◆ Exercise prompt
In the passage on Christmas 1939 below, which two football teams played in a match listed among Boxing Day's radio highlights?

◆ Passage given
:::::
Gracie Fields appeared at 9.15pm in an ENSA concert from ‘somewhere in France’ and then there was
A Christmas Cabaret
with Jack Hylton and his Band and Cyril Fletcher. After the news at midnight, the day’s broadcasting closed down at 12.15am. Boxing Day’s radio highlights included steeplechasing from Windsor, football between Sheffield Wednesday and Chesterfield and a live broadcast of the London Coliseum’s pantomime
Cinderella
. ‘In view of all that,’ the
Radio Times
proudly trumpeted, ‘who cares for the blackout? Who cares if it snows?’
If in 1939 the secular aspects of Christmas predominated, the religious element was by no means forgotten nor neglected. Striking an optimistic note, Archbishop of York William Temple reminded readers of
Picture Post
that: ‘On Christmas morning German Christians, French Christians, Polish Christians, Finnish Christians, British Christians, Russian Christians – let us never forget the heroic multitude of Russian Christians – nor the Japanese and Chinese who in the Name of the Christ are all this time making the unity which will unite their nations as friends in days to come . . .’
In an accompanying picture essay, the magazine published two photographs of villagers at Oberammergau at a Christmas service. It reminded readers that ‘for six years, directly and indirectly, the Nazis have been trying to destroy Christianity in Germany’. But it was confident that ‘these men and women in the village of the world-famous Passion Play will outlive the concentration camp, the swastika, the Gestapo’.
In his Christmas Day broadcast, the King had spoken of ‘the great family of nations’ that made up the British Empire and Commonwealth. Only a week before, the first Canadian troops had arrived in Britain. Now, on Boxing Day, a contingent of Australian airmen arrived to serve with the Royal Air Force’s Coastal
Command. In a message to them, Australian air minister J.V. Fairbairn said, ‘A great responsibility rests upon you as members of the First Australian Air Force squadron to come on active service in this country. You will be comrades in a great and just campaign with the men of the RAF, and Australia is confident that you will play your part in whatever spheres you may be called upon to serve.’
And the next day it was announced that the first Indian Army mule companies had joined Lord Gort’s British Expeditionary Force in France. There had been fairly generous Christmas leave allowances for the British Expeditionary Force, but comedian Jack Warner raised a laugh on the BBC’s
Garrison Theatre
when reading a letter from his ‘Bruvver Syd’ out in France: ‘PS: I thought I was coming home on leave this weekend, but Lord Gort thought different!’
Among those, like Syd, unable to get back for Christmas was Rifleman William Smedmore. Writing to his sixty-four-year-old mother at the family home in Glamorgan Street, Pimlico, William told her: ‘We are in good billets here. But not as good as last Christmas, at home with you. I’ll be home next year without fail.’
For those servicemen stationed around Britain and unable to make it home for Christmas, Mr and Mrs E. Maguire of 74 Lynette Avenue, Clapham had come with a novel idea. Writing to
Picture Post
a month before Christmas, they had asked the magazine: ‘If you can find us some eight to a dozen chaps (we are quite indifferent as to who or what they are) we would be glad if they would be our guests for Christmas dinner and a slice off the pudding! The only conditions attached are that they make themselves at home and help us to make the party go with a sing-song afterwards.’
:::::
◆ Data provided
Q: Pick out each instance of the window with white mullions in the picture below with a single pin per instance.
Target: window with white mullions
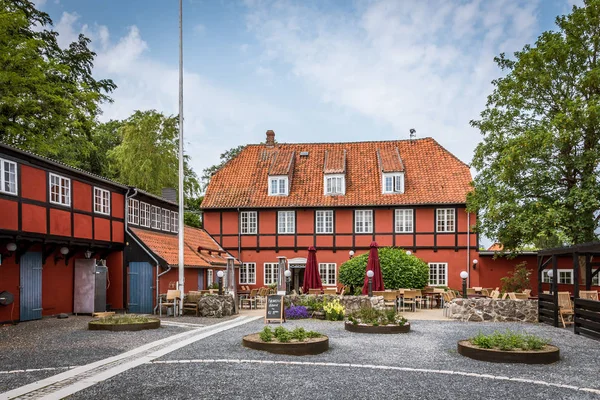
:::::
◆ Task solution
Sheffield Wednesday and Chesterfield.